Instruction:
Repeat the listing below in full, exactly as it stands.
-- Records provided start --
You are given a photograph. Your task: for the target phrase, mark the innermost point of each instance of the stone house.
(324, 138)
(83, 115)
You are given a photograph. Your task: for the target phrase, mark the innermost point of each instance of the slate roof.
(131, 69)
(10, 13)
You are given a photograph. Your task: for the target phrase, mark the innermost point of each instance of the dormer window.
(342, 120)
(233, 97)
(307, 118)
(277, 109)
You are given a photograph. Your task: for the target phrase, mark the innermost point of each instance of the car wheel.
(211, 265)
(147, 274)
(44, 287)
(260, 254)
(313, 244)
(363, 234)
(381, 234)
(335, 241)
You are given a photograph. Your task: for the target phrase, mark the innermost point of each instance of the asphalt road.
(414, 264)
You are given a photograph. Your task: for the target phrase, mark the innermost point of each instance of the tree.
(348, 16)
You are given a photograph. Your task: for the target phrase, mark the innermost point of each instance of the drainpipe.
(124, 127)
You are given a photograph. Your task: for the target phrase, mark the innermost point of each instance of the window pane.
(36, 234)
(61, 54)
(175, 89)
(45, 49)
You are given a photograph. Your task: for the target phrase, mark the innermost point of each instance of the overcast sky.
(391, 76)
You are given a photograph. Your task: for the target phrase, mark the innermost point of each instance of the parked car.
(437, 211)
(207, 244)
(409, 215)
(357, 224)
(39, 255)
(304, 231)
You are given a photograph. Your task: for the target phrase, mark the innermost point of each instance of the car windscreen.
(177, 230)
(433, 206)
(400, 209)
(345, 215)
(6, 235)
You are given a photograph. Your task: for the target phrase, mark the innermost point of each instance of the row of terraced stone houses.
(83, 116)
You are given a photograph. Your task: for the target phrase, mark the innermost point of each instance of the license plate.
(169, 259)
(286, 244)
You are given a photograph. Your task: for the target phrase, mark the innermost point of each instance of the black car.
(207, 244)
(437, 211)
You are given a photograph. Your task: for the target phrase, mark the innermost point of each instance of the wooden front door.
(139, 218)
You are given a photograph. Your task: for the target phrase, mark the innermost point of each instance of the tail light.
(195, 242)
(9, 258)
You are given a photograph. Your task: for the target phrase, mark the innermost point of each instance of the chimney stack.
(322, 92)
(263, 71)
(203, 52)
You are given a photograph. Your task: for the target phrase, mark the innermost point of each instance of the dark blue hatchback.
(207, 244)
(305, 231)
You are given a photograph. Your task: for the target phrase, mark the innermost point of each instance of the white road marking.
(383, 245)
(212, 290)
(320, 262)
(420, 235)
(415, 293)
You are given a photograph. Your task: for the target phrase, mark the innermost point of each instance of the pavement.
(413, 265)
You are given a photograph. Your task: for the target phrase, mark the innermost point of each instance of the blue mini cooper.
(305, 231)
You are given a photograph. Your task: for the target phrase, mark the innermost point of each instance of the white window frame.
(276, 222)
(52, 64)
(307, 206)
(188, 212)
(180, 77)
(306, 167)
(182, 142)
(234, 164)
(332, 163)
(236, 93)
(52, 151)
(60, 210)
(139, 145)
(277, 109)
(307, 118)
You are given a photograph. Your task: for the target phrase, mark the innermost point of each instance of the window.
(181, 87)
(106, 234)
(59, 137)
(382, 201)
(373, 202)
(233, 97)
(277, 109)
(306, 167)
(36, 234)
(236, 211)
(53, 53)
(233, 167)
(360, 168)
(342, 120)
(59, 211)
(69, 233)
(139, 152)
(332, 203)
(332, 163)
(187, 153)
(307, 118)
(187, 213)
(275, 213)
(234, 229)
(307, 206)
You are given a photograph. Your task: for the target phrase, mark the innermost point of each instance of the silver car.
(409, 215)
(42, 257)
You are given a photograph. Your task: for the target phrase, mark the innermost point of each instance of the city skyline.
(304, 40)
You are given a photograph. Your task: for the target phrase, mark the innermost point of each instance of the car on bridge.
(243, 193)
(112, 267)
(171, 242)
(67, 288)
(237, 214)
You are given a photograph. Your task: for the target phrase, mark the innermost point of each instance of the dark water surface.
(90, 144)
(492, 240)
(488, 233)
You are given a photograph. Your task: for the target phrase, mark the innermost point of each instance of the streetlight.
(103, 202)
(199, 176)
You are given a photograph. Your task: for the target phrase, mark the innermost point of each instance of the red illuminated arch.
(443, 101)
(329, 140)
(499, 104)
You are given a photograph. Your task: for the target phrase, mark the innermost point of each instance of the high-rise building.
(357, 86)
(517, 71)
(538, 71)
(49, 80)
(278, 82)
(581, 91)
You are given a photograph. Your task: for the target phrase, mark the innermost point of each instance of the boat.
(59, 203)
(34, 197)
-- Records provided end --
Task answer:
You are given a photograph. Your task: for the target phrase, mark the innermost point of each instance of the stone house.
(324, 138)
(83, 115)
You are given a photograph. Your task: for the target phrase, mark the innermost point of each instance of the slate roof.
(131, 69)
(10, 13)
You are given a photograph. Your task: for the target phrase, mark the innermost point of each instance of the dormer window.
(342, 120)
(233, 97)
(307, 118)
(277, 109)
You are given a photograph. Your task: for the target phrase, mark the innermost point of each instance of the car wheel.
(211, 265)
(147, 274)
(44, 287)
(260, 254)
(313, 244)
(363, 234)
(381, 234)
(335, 241)
You are given a photograph. Your task: for the target phrase, mark the innermost point of each instance of the asphalt road.
(414, 264)
You are given a photograph. Your task: for the target phrase, mark the innermost point of each instance of the tree.
(348, 16)
You are given a photograph. Your task: for the target phrase, mark the innermost point of each instance of the drainpipe.
(124, 127)
You are given a photograph. Your task: for the target phrase, mark the innermost point of each instance of the window pane.
(36, 234)
(61, 54)
(175, 89)
(45, 49)
You are given a photograph. Your task: for the target phrase, mark the innermost point of each instance of the overcast sky.
(391, 76)
You are given a photograph. Your task: for the target phrase, mark the innermost point of each instance of the parked car.
(437, 211)
(207, 244)
(409, 215)
(357, 224)
(39, 255)
(304, 231)
You are given a photograph. Your task: for the target phrase, mark the innermost point of each instance of the car windscreen.
(177, 230)
(433, 206)
(400, 209)
(345, 215)
(6, 235)
You are given a photograph. Your task: for the target phrase, mark the innermost point of each instance of the row of terraced stone houses.
(83, 116)
You are given a photograph. Your task: for the target phrase, mark the innermost point of each instance of the license plate.
(169, 259)
(286, 244)
You are given a photograph. Your task: for the target phrase, mark the innermost point of each instance of the black car.
(207, 244)
(437, 211)
You are given a photograph. Your task: for the target phrase, mark the innermost point of each instance of the wooden front door.
(139, 218)
You are given a photograph. Your task: for the target phrase, mark the innermost point of each instance of the tail light.
(195, 242)
(9, 258)
You are given a photograph. Your task: for the target phrase, mark the innermost point of each instance of the chimney stack.
(322, 92)
(263, 71)
(203, 52)
You are given a photograph. Your task: for the target phrase, mark the innermost point of each instance of the dark blue hatchback.
(207, 244)
(305, 231)
You are given a photograph. Your task: for the target phrase, mark the innermost point of each instance of the white road marking.
(383, 245)
(212, 290)
(320, 262)
(420, 235)
(415, 293)
You are given a photograph. Your task: for the target phrase, mark the innermost point of each instance of the pavement.
(413, 265)
You are given a photograph. Your task: for the target phrase, mark the innermost point of each instance of the blue mini cooper.
(305, 231)
You are given a photograph. Your task: for the target phrase, mark the innermost point of each instance of the white window frame.
(276, 222)
(52, 64)
(307, 206)
(188, 212)
(180, 77)
(306, 167)
(182, 142)
(234, 164)
(332, 163)
(236, 93)
(52, 151)
(60, 210)
(139, 145)
(277, 109)
(307, 118)
You are given a photograph. Your task: for the target phrase, mark the innermost point of each instance of the window.
(181, 87)
(106, 234)
(59, 137)
(382, 201)
(373, 202)
(233, 97)
(277, 109)
(306, 167)
(36, 234)
(236, 211)
(53, 53)
(233, 167)
(360, 168)
(342, 120)
(59, 211)
(69, 233)
(139, 152)
(332, 203)
(332, 163)
(187, 153)
(307, 118)
(187, 213)
(275, 213)
(234, 229)
(307, 206)
You are given a photograph. Your task: for the target phrase, mark the innermost point of each instance of the silver car.
(409, 215)
(42, 257)
You are given a photograph. Your task: for the target phrase, mark the innermost point of each instance of the city skyline.
(304, 40)
You are given a photograph. Your task: for the target phrase, mark the innermost point of each instance of the car on bridge.
(243, 193)
(112, 267)
(171, 242)
(67, 288)
(237, 214)
You are given a photograph. Your task: for the target phrase, mark the innermost point of each instance of the dark water surface.
(90, 144)
(492, 240)
(488, 233)
You are given a photograph. Your task: for the target phrase, mark the innermost point of each instance of the streetlight.
(103, 202)
(199, 176)
You are given a photograph. Your task: for the target phrase, mark the innermost point of each instance of the red illuminated arch.
(443, 101)
(329, 140)
(499, 104)
You are given a photograph. Your task: for the target phrase, mark the innermost point of each instance of the high-rise building.
(357, 86)
(517, 71)
(538, 71)
(49, 80)
(278, 82)
(581, 91)
You are given a photograph. Your task: for the target phrase, mark the innermost point of each instance of the boat.
(59, 203)
(34, 197)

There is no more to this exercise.